Your home is your castle, and your computer is in your home. Right?

Last night I stumbled onto a problem which provided a perfect illustration of how computers are challenging traditional notions of property -- of what is and what is not yours.

What happened was that I tried to pay a simple YouTube video in Slackware, and the Firefox web browser would not play it unless I installed the Adobe Flash Player plugin. Yes, there is one available for Linux, but installing it is hellish (it gave me some trouble in Ubuntu, too), and many users complain that it either does not work well, or does not work at all. This complaint is typical:


Flash player on Ubuntu DOES NOT WORK PROPERLY!!

FIRST IT'S ***********REALLY*********** DIFFICULT TO INSTALL FLASH PLAYER (WHY DON'T ADOBE ALLOW FLASHPLAYER TO BE INCLUDED IN LINUX DISTRIBUTIONS AND BE UPDATED AUTOMATICALLY??????????).

I CAN'T PLAY FLASH GAMES, I CAN'T ADD ANNOTATIONS TO MY YOUTUBE UPLOADS.

ADOBE FLASH PLAYER **IS** INSTALLED PROPERLY AND PLAYS YOUTUBE VIDEOS, BUT ADOBE FLASH PLAYER IS CONSTANTLY MISBEHAVING. I DON'T HAVE ANY OTHER FLASH PLAYERS INSTALLED.

SORT IT OUT COS I'M NOT USING M$ WINDOWS AND DON'T WANT TO - EVER!!!!!!!!!!!!!!!!!!!!!!!

At some of the Linux user forums, the comments are even more irate. They deeply, deeply hate Adobe. I have to say that I have never been much of an Adobe fan, even in Windows, as I can't count the number of times the Adobe reader has crashed my system simply because I tried to open a blasted PDF file. (Ever wonder why so many bloggers thoughtfully warn readers that a link is a PDF file?) Constant updating, and the updates often involve aggressive marketing ploys with pitfalls for the unwary.

Anyway, getting into the Adobe Flash Player stuff annoyed me, because Linux is based on Open Source.

Adobe is not only open source, in many ways it is at war with Open Source, and at war with Linux.

Mike Slinn, an independent software contractor, puts it kindly:

The Linux cadre of developers is large, and encompasses many experienced Java developers. They tend to be senior, and are quite influential in the developer community. The lack of solid Linux support from Adobe has been a key reason that most of those key technologists have not adopted the technology. Flex and Flash simply don't work effectively in their primary development environment.

_ _ _ _

▶ _REQUIREMENT 1_
Summarize the post in two sentences.
The text and the entries after it are unrelated material.

_ _ _ _

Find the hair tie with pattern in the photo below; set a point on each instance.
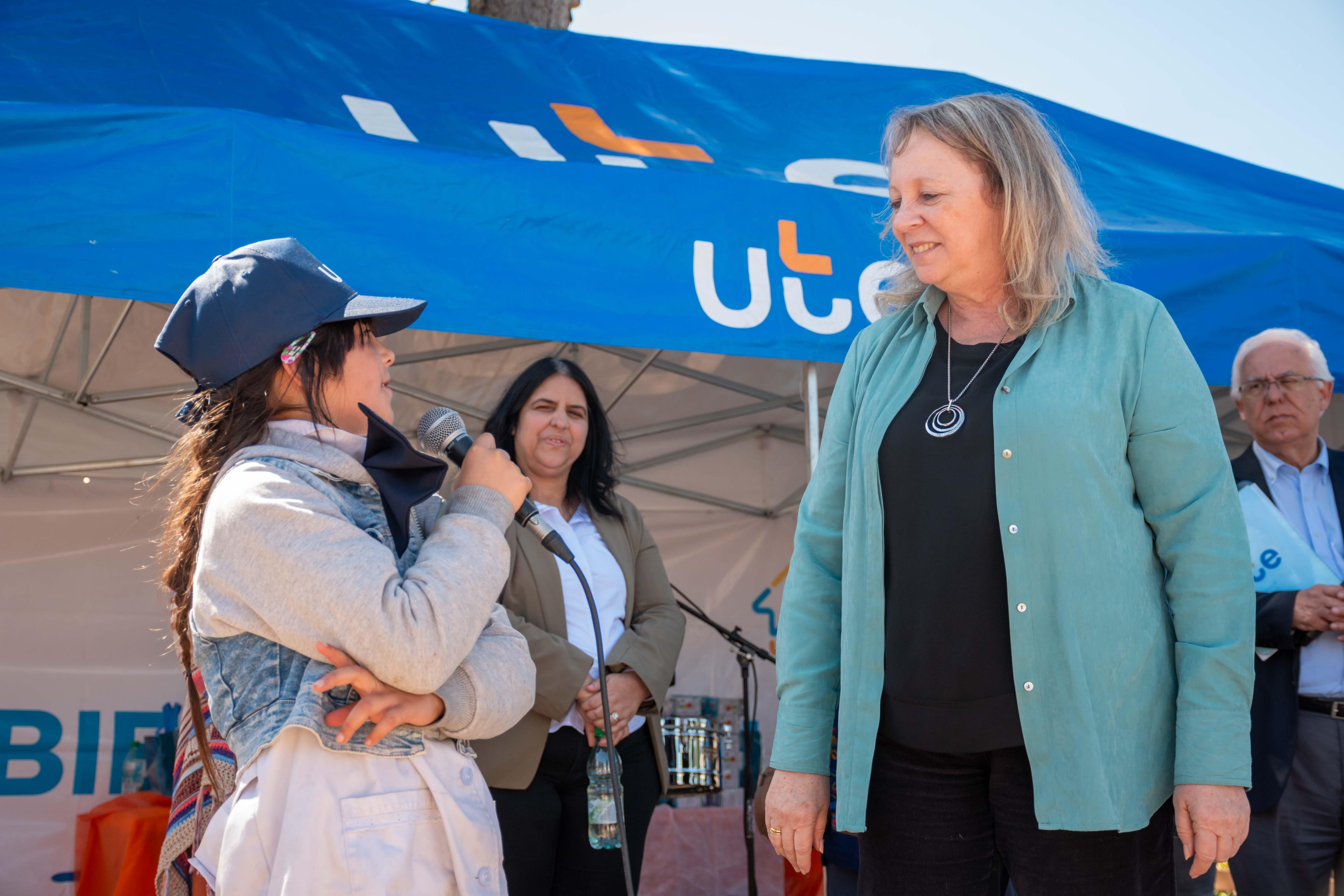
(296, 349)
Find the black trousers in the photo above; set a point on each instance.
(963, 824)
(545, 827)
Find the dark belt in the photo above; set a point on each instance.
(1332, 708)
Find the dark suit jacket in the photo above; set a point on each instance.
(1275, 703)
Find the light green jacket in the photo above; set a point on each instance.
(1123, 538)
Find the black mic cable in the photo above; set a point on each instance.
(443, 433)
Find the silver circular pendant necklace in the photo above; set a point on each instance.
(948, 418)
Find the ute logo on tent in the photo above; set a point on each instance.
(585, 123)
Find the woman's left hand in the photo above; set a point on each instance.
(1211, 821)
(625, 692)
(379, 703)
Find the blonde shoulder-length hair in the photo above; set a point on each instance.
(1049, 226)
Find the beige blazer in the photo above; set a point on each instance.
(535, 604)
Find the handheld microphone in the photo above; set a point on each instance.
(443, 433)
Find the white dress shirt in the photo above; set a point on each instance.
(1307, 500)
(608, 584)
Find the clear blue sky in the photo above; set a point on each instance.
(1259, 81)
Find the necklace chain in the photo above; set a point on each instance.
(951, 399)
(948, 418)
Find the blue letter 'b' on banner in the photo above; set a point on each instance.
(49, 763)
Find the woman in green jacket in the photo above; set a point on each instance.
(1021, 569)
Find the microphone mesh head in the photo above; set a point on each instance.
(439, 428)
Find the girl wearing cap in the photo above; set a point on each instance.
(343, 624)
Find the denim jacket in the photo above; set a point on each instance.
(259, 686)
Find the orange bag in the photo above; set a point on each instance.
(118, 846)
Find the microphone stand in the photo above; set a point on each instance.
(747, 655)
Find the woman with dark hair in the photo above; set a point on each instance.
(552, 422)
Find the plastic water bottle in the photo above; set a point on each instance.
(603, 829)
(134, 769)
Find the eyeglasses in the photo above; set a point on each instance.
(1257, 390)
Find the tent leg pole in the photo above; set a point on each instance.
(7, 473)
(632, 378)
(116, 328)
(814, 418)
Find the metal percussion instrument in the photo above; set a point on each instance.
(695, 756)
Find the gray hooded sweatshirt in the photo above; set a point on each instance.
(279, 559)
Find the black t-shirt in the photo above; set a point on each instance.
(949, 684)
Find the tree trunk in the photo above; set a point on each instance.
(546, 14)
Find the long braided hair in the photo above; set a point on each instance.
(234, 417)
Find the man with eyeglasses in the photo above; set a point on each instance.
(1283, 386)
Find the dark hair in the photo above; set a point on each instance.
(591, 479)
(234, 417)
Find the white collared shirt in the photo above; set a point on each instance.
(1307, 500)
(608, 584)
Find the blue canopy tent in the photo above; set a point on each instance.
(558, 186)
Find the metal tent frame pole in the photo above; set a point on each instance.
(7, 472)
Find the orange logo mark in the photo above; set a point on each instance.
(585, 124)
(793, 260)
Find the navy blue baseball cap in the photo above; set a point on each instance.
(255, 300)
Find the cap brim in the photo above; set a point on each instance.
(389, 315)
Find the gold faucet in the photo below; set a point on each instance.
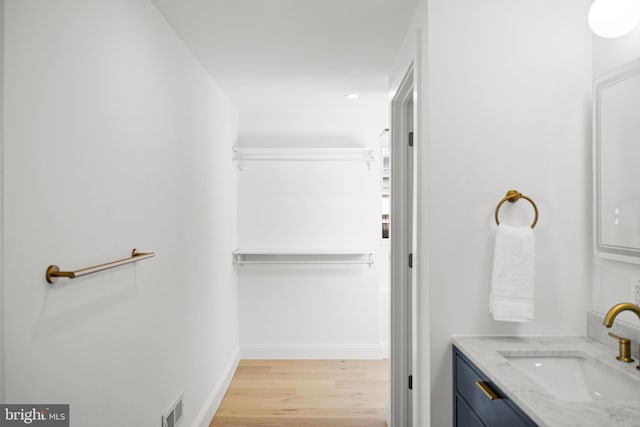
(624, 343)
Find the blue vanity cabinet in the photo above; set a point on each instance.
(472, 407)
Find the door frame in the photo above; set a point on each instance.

_ _ _ _

▶ _REQUIREMENT 2_
Rewrite the entries from the line containing "Find the long" through the end of the entries, keeping every request line and decreasing each number in the point coordinates by 81. Leave the pictures out.

▶ _TASK SOLUTION 1_
When the writer tried to play a YouTube video in Slackware, Firefox would not play it without the Adobe Flash Player plugin, which is hellish to install on Linux and, according to many users, works badly or not at all. The writer was annoyed because Linux is based on Open Source while Adobe is at war with Open Source and with Linux, and a quoted software contractor says that the lack of solid Linux support from Adobe is a key reason many senior Linux developers have not adopted Flex and Flash.

▶ _TASK SOLUTION 2_
Find the long braided hair in the photo above; set a point on each instance.
(153, 336)
Find the man with eyeglasses in the photo above; set a point on each instance.
(1202, 305)
Find the dark hair in the photo above; set a point on each instance.
(510, 398)
(153, 336)
Find the white collared shirt in the photo above; set a point on each instance.
(1226, 419)
(527, 503)
Find the blue canopy tent in the photo above; set a point on each instance.
(477, 105)
Find the metal tent frame pole in the photo above; set a point on each instance.
(-74, 391)
Find the orange logo mark in the photo above; set a point on each instance.
(504, 43)
(712, 179)
Find the navy blue baseball cap in the photo above; set a point on each instance.
(174, 219)
Find the cap brim in the photo above; set a point on each instance.
(308, 234)
Find the gold faucet in the photo below; set a point on each instance.
(543, 262)
Find the blue vanity cabinet in the photo above; set a point on each instance.
(391, 326)
Find the door frame in the photo above; set a point on each instance.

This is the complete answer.